━━━━━ Extrait cité ━━━━━

Van Cleef & Arpels dévoile sa Collection dans un livre patrimoine

Isabelle Hossenlopp

Pour Van Cleef & Arpels, enrichir et mettre en valeur son patrimoine a toujours été une mission essentielle. Dans un livre magistral qui vient de sortir « La Collection Van Cleef & Arpels (1906-1953)» la Maison présente les trésors de son héritage. Un second tome, à venir, dévoilera la période 1954-2000.

La Collection patrimoniale de Van Cleef & Arpels naît au début des années 1970, lorsque Jacques Arpels commence à racheter des pièces anciennes, emblématiques du style de la Maison, avec la volonté de laisser un témoignage aux générations futures. Toutes sont choisies en suivant une politique d’acquisition rigoureuse ne retenant que les œuvres originales. Les archives sont donc essentielles : la consultation préalable des dessins, dépôts de création, pancartes-produits, livres d’ordre de fabrication et de commandes spéciales conditionnent cette sélection. Van Cleef & Arpels a voulu sa Collection vivante, avec un angle didactique. Depuis le milieu des années 1980, des expositions patrimoniales présentent au public cet ensemble au sein d’institutions muséales de renom et de boutiques de la Maison. La Galerie du Patrimoine, rattachée à la boutique de la place Vendôme, en est un exemple mais il n’est pas le seul.

Une « cartographie » du temps joaillier

Le tome I de ce vaste ouvrage dessine une véritable « cartographie » de la Collection en mettant en lumière son répertoire de formes, ses variations stylistiques, ses innovations joaillières, son sens de l’inventivité et de la réinterprétation. Livre d’art, d’histoire, mais aussi ouvrage de référence dans le domaine des arts joailliers, l’ouvrage inscrit l’œuvre de la Maison dans la grande histoire des arts.

« Il a été conçu dans l’esprit d’un catalogue raisonné, à savoir l’inventaire le plus complet possible de l’œuvre d’un artiste », déclarait Nicolas Bos (précédent CEO de la Maison, maintenant à la tête du groupe Richemont).

Le tome I commence en 1906, année de fondation de Van Cleef & Arpels pour se terminer en 1954, année charnière qui vit naître le concept de « la Boutique », ouvrant les collections vers une clientèle plus jeune, moins statutaire, adepte d’un style plus personnalisé, orienté vers  les pierres ornementales et le travail de l’or.

━━━━━ Lignes de données ━━━━━

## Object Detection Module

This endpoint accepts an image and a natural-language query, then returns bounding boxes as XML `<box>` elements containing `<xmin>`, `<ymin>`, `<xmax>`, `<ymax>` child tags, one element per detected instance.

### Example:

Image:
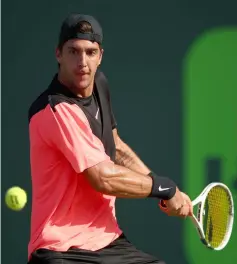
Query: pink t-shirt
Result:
<box><xmin>28</xmin><ymin>103</ymin><xmax>122</xmax><ymax>258</ymax></box>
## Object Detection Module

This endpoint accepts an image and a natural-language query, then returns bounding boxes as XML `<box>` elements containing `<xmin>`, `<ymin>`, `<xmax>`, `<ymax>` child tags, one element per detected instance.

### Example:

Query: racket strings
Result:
<box><xmin>204</xmin><ymin>186</ymin><xmax>231</xmax><ymax>248</ymax></box>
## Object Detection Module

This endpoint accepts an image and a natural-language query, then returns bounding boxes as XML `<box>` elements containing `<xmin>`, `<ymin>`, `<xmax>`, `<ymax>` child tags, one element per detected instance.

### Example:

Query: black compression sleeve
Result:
<box><xmin>148</xmin><ymin>172</ymin><xmax>177</xmax><ymax>200</ymax></box>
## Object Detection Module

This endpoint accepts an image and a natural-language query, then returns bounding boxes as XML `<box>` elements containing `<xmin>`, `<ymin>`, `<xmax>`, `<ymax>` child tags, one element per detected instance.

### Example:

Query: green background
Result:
<box><xmin>1</xmin><ymin>0</ymin><xmax>237</xmax><ymax>264</ymax></box>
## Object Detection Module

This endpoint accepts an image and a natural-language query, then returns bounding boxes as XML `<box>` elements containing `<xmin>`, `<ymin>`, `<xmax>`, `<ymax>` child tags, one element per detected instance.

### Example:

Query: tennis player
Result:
<box><xmin>28</xmin><ymin>14</ymin><xmax>192</xmax><ymax>264</ymax></box>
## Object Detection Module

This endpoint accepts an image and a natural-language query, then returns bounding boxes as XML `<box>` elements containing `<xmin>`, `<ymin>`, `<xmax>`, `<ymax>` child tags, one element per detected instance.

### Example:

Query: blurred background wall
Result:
<box><xmin>1</xmin><ymin>0</ymin><xmax>237</xmax><ymax>264</ymax></box>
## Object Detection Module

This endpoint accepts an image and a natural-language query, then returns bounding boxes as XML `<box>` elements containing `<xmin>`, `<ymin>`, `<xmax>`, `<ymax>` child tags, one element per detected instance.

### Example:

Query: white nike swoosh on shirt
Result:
<box><xmin>158</xmin><ymin>186</ymin><xmax>172</xmax><ymax>192</ymax></box>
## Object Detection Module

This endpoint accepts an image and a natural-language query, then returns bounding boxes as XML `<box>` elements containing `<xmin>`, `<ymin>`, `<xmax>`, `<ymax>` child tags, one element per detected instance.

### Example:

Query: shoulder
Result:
<box><xmin>28</xmin><ymin>79</ymin><xmax>79</xmax><ymax>122</ymax></box>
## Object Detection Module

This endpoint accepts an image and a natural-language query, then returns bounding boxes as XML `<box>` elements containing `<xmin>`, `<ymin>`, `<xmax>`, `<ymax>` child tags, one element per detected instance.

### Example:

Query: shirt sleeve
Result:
<box><xmin>40</xmin><ymin>102</ymin><xmax>112</xmax><ymax>173</ymax></box>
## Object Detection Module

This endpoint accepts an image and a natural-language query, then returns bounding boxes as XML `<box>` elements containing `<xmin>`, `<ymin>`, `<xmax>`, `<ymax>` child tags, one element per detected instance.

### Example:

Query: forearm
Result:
<box><xmin>85</xmin><ymin>162</ymin><xmax>176</xmax><ymax>200</ymax></box>
<box><xmin>87</xmin><ymin>163</ymin><xmax>152</xmax><ymax>198</ymax></box>
<box><xmin>115</xmin><ymin>139</ymin><xmax>150</xmax><ymax>175</ymax></box>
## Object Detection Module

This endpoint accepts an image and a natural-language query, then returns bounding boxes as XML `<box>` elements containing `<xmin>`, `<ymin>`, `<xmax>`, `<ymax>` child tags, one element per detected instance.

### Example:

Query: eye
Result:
<box><xmin>69</xmin><ymin>49</ymin><xmax>77</xmax><ymax>55</ymax></box>
<box><xmin>87</xmin><ymin>49</ymin><xmax>98</xmax><ymax>56</ymax></box>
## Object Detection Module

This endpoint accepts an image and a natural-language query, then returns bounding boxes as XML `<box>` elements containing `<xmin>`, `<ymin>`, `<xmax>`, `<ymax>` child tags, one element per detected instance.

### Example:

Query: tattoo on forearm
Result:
<box><xmin>115</xmin><ymin>147</ymin><xmax>135</xmax><ymax>168</ymax></box>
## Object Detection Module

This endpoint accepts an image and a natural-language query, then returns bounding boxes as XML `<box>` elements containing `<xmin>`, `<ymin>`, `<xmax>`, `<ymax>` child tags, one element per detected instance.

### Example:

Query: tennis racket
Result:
<box><xmin>160</xmin><ymin>182</ymin><xmax>234</xmax><ymax>250</ymax></box>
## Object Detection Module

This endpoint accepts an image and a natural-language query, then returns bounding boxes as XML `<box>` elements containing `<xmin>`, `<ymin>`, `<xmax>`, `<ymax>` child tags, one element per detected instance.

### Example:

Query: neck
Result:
<box><xmin>58</xmin><ymin>71</ymin><xmax>94</xmax><ymax>97</ymax></box>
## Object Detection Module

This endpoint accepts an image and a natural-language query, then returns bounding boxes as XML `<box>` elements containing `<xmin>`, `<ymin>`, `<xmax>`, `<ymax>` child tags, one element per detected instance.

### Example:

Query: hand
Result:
<box><xmin>160</xmin><ymin>188</ymin><xmax>192</xmax><ymax>218</ymax></box>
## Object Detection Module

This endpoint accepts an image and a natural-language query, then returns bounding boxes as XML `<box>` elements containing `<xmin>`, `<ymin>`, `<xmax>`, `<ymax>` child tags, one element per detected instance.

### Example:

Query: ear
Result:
<box><xmin>98</xmin><ymin>49</ymin><xmax>104</xmax><ymax>66</ymax></box>
<box><xmin>55</xmin><ymin>48</ymin><xmax>62</xmax><ymax>64</ymax></box>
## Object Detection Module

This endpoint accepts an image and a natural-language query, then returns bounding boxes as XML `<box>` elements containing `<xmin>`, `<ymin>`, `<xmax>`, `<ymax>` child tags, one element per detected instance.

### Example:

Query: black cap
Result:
<box><xmin>58</xmin><ymin>14</ymin><xmax>103</xmax><ymax>46</ymax></box>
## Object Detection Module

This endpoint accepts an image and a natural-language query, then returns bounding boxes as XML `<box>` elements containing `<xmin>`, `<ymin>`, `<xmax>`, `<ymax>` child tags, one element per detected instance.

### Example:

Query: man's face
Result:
<box><xmin>56</xmin><ymin>39</ymin><xmax>103</xmax><ymax>89</ymax></box>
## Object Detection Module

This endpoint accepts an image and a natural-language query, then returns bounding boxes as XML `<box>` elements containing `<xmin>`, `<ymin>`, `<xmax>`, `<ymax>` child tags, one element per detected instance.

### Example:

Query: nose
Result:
<box><xmin>77</xmin><ymin>52</ymin><xmax>86</xmax><ymax>68</ymax></box>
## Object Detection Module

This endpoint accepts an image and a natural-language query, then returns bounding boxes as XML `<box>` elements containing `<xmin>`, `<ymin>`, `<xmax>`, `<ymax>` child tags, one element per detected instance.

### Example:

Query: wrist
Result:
<box><xmin>148</xmin><ymin>172</ymin><xmax>177</xmax><ymax>200</ymax></box>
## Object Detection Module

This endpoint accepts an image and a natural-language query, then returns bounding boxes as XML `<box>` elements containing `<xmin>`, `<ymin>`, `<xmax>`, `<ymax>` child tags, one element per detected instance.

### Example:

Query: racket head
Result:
<box><xmin>193</xmin><ymin>183</ymin><xmax>234</xmax><ymax>250</ymax></box>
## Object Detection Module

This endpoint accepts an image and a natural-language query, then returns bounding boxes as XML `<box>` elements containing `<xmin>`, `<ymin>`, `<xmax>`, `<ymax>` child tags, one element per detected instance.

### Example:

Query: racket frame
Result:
<box><xmin>190</xmin><ymin>182</ymin><xmax>234</xmax><ymax>250</ymax></box>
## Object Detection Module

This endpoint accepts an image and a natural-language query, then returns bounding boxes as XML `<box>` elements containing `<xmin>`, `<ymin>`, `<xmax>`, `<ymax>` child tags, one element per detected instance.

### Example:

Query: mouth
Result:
<box><xmin>76</xmin><ymin>71</ymin><xmax>90</xmax><ymax>76</ymax></box>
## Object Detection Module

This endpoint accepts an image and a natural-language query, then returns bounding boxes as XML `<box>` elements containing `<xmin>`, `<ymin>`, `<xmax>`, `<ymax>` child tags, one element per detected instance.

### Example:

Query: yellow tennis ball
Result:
<box><xmin>5</xmin><ymin>186</ymin><xmax>27</xmax><ymax>211</ymax></box>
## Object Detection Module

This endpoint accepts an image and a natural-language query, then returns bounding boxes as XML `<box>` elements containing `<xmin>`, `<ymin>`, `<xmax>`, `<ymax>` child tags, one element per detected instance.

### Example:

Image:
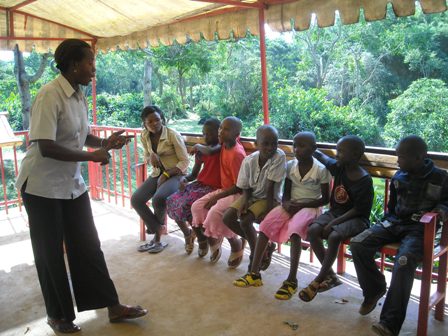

━━━━━

Consigne: Citez mot pour mot le passage de l'article sur la Collection Van Cleef & Arpels, de « Van Cleef & Arpels dévoile » à « la période 1954-2000. ».

Réponse:
Van Cleef & Arpels dévoile sa Collection dans un livre patrimoine

Isabelle Hossenlopp

Pour Van Cleef & Arpels, enrichir et mettre en valeur son patrimoine a toujours été une mission essentielle. Dans un livre magistral qui vient de sortir « La Collection Van Cleef & Arpels (1906-1953)» la Maison présente les trésors de son héritage. Un second tome, à venir, dévoilera la période 1954-2000.